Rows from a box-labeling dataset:
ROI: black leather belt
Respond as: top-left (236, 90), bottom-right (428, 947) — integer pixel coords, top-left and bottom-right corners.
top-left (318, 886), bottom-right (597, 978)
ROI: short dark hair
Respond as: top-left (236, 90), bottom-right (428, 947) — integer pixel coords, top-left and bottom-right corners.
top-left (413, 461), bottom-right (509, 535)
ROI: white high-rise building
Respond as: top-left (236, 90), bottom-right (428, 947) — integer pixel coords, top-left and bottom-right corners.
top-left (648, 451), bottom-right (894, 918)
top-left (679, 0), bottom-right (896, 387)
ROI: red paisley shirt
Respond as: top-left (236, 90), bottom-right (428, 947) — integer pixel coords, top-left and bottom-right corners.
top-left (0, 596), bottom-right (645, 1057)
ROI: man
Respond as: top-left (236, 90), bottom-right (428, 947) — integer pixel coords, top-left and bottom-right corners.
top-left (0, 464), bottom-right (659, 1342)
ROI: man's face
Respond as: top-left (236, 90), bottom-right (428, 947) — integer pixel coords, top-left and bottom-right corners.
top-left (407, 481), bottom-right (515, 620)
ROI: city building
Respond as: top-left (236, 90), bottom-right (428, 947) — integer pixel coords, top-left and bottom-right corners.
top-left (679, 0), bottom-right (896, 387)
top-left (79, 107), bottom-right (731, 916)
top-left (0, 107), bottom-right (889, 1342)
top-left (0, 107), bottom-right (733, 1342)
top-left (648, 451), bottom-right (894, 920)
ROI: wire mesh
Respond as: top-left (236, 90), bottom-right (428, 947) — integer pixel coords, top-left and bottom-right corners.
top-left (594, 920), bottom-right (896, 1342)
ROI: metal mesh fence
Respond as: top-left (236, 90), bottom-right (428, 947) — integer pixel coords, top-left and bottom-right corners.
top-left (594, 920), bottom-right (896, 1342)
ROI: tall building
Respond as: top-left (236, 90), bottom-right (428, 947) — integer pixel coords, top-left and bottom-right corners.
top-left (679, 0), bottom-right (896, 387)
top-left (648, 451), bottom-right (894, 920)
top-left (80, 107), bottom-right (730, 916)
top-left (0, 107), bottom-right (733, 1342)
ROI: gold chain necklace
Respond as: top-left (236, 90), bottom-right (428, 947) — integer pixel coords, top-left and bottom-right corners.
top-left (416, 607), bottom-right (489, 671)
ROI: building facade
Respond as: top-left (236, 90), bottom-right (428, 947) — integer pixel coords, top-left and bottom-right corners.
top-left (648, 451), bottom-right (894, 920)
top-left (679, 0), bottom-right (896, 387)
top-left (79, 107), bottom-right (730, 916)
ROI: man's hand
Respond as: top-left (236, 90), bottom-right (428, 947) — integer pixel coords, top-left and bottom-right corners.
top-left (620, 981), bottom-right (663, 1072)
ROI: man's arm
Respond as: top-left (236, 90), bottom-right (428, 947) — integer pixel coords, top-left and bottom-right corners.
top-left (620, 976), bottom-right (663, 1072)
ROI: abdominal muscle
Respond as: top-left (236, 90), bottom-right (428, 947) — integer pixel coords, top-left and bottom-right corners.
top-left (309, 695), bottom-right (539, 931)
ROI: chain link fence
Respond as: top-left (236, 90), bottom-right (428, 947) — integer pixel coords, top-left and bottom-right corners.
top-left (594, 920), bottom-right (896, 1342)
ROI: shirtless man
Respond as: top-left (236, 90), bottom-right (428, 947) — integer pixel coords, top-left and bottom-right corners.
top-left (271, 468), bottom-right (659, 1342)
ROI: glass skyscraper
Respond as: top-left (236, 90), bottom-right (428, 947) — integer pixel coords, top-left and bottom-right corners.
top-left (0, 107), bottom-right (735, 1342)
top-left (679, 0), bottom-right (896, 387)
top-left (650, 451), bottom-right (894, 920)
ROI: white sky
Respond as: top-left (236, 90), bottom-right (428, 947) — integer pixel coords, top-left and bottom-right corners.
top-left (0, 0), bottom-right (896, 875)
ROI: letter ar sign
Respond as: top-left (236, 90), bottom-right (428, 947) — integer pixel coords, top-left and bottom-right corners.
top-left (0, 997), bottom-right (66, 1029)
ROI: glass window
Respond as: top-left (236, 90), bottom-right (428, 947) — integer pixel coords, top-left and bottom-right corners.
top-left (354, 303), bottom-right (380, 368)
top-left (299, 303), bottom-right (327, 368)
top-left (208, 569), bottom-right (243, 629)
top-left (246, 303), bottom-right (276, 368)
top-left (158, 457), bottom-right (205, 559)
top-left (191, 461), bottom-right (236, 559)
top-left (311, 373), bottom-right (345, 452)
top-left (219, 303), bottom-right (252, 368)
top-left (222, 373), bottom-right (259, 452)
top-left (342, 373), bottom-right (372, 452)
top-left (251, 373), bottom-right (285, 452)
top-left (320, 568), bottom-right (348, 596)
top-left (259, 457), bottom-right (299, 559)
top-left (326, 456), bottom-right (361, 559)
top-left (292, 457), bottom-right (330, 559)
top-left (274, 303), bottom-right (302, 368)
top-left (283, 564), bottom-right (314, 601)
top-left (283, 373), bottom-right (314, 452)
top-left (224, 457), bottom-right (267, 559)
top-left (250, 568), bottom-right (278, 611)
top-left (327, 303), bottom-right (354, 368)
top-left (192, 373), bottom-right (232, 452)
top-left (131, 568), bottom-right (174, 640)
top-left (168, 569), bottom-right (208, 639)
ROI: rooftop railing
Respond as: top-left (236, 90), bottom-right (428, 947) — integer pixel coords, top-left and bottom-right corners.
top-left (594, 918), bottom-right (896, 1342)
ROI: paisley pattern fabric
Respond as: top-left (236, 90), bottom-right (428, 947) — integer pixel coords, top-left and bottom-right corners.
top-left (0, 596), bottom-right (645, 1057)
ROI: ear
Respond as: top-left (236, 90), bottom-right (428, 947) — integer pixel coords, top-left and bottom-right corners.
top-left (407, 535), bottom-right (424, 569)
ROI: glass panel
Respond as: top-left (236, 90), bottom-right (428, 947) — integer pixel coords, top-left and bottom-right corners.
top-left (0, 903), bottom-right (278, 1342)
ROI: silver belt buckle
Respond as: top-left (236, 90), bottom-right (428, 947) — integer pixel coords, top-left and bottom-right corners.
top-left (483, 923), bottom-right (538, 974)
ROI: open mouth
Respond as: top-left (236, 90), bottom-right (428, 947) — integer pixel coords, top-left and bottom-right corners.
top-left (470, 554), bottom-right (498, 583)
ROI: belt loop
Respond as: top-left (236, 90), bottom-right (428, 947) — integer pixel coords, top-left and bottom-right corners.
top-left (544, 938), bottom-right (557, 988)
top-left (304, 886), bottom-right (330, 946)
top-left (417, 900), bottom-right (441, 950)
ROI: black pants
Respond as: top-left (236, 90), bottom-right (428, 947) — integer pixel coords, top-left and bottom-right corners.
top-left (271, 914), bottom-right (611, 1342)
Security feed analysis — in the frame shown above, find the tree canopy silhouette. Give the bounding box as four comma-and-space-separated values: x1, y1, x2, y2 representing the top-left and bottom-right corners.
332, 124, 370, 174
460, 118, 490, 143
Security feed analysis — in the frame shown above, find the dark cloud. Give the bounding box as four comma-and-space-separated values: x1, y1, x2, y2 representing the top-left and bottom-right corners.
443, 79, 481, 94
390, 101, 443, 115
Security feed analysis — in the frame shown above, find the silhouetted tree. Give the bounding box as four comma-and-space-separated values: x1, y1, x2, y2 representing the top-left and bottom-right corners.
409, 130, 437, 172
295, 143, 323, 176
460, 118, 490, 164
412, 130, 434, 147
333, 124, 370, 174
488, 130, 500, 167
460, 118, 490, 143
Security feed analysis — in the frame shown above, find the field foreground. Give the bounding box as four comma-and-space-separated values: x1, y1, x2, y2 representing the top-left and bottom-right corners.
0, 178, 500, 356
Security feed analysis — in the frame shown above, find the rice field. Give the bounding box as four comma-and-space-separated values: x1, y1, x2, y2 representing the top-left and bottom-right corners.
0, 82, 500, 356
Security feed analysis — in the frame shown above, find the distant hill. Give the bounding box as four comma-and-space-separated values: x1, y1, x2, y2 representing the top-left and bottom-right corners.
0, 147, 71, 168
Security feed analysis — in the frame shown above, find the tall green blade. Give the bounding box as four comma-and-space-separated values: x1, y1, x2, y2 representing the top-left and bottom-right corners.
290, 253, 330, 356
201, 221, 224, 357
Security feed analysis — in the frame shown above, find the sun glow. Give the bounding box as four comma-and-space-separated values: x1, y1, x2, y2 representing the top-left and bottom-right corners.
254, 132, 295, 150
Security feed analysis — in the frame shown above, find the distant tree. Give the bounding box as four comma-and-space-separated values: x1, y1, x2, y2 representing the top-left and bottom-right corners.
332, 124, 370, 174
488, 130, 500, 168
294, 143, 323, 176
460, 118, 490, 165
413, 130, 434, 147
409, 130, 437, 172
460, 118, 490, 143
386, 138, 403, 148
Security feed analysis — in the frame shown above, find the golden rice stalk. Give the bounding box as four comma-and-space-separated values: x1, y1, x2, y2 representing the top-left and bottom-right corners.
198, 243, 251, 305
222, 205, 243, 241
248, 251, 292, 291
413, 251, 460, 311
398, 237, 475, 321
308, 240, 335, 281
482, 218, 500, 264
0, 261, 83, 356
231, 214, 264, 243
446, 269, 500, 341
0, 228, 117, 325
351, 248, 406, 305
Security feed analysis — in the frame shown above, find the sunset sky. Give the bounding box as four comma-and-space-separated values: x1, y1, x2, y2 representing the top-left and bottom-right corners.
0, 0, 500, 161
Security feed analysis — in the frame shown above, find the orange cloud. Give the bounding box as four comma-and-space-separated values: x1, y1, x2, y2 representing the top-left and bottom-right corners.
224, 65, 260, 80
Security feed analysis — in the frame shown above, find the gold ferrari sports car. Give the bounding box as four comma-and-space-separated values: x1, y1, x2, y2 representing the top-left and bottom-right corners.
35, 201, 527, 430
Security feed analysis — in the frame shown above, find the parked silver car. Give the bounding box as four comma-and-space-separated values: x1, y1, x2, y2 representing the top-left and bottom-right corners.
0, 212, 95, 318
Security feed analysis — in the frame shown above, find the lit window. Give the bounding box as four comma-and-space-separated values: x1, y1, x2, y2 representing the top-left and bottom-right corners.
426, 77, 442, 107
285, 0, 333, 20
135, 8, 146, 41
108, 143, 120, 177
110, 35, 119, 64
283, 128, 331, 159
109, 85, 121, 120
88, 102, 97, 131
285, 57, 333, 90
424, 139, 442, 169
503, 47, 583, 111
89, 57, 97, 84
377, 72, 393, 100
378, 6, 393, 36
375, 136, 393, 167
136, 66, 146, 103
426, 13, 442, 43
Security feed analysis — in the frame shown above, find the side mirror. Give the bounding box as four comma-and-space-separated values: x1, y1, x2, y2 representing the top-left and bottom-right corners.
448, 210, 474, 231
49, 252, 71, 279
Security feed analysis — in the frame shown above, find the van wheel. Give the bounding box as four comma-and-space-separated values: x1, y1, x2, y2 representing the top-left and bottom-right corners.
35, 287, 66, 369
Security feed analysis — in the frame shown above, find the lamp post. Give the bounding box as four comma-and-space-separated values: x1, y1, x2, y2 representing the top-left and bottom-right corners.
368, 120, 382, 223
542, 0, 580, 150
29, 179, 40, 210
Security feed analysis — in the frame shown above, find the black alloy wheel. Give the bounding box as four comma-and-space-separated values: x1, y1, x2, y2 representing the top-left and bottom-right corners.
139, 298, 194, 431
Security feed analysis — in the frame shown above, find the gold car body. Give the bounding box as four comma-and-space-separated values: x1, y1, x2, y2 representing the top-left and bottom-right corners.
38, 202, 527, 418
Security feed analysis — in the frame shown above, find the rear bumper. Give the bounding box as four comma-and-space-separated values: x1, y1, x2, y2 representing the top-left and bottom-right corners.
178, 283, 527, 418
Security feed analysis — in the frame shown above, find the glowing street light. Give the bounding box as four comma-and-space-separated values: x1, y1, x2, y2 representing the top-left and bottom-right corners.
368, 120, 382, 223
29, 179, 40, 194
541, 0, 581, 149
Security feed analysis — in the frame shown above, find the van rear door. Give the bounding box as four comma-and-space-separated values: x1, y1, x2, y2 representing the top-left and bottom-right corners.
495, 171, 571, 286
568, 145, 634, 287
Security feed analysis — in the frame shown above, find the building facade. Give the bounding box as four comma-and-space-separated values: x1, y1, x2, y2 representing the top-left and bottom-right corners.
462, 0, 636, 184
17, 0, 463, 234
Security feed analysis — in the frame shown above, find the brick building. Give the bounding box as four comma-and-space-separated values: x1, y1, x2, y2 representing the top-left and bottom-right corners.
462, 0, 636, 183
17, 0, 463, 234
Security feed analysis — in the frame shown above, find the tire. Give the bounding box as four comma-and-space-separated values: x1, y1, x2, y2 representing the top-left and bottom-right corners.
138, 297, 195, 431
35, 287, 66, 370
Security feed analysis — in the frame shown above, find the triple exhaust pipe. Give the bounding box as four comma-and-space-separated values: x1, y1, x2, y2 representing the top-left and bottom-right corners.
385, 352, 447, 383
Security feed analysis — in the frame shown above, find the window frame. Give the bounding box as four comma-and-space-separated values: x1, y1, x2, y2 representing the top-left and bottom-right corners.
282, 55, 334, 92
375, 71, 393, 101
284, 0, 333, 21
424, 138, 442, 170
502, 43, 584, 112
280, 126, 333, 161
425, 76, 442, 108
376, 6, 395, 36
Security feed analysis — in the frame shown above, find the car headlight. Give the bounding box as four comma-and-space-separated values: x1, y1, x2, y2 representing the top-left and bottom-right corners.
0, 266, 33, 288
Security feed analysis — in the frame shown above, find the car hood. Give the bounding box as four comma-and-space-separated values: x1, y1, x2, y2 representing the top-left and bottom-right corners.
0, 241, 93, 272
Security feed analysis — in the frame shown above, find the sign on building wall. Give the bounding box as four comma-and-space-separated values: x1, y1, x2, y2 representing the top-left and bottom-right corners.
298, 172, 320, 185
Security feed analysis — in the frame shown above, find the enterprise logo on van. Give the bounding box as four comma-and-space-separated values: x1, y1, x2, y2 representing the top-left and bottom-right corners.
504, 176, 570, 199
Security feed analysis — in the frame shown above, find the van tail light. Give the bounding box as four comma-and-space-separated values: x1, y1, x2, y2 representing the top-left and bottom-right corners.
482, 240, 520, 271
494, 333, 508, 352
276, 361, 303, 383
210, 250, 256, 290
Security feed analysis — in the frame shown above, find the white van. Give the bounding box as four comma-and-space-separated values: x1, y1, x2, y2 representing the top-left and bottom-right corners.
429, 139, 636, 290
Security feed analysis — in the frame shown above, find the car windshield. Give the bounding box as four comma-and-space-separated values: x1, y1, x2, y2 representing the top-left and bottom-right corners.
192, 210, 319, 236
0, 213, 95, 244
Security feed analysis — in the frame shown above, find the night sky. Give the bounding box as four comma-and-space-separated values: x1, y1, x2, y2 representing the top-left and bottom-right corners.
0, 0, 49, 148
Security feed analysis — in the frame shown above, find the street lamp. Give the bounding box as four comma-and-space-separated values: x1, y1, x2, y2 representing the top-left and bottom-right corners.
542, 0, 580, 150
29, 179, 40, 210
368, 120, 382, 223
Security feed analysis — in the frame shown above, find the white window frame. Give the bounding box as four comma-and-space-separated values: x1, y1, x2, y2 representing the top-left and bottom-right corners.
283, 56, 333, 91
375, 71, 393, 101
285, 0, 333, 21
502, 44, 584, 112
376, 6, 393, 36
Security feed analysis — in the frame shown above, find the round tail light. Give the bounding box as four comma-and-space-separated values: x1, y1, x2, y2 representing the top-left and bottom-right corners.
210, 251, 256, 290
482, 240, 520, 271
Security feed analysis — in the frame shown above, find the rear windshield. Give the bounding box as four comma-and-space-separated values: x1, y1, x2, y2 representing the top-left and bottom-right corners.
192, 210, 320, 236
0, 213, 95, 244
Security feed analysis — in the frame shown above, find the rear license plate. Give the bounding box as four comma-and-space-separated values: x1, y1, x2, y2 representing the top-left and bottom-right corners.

Written exercise -
Print the lines of data above exactly as they appear, from the line containing "find the rice" through the line containing "201, 221, 224, 357", both included.

Expected answer -
Security feed analysis — in the frame shown above, find the rice field. Give the bounding box as four comma-and-space-separated values: x1, y1, x2, y2 representing the top-left and bottom-right corners.
0, 82, 500, 356
Security feed analysis — in the frame shown above, find the distant hill. Give the bounding box as four comma-and-space-separated values: x1, y1, x2, y2 representing the top-left and bottom-right corners.
0, 147, 71, 168
Security feed analysis — in the frame shown above, find the tall green blade. Give the bounding box as four comma-and-space-separated values: x1, y1, x2, y2 representing the top-left and bottom-right corners.
290, 253, 330, 356
201, 221, 224, 357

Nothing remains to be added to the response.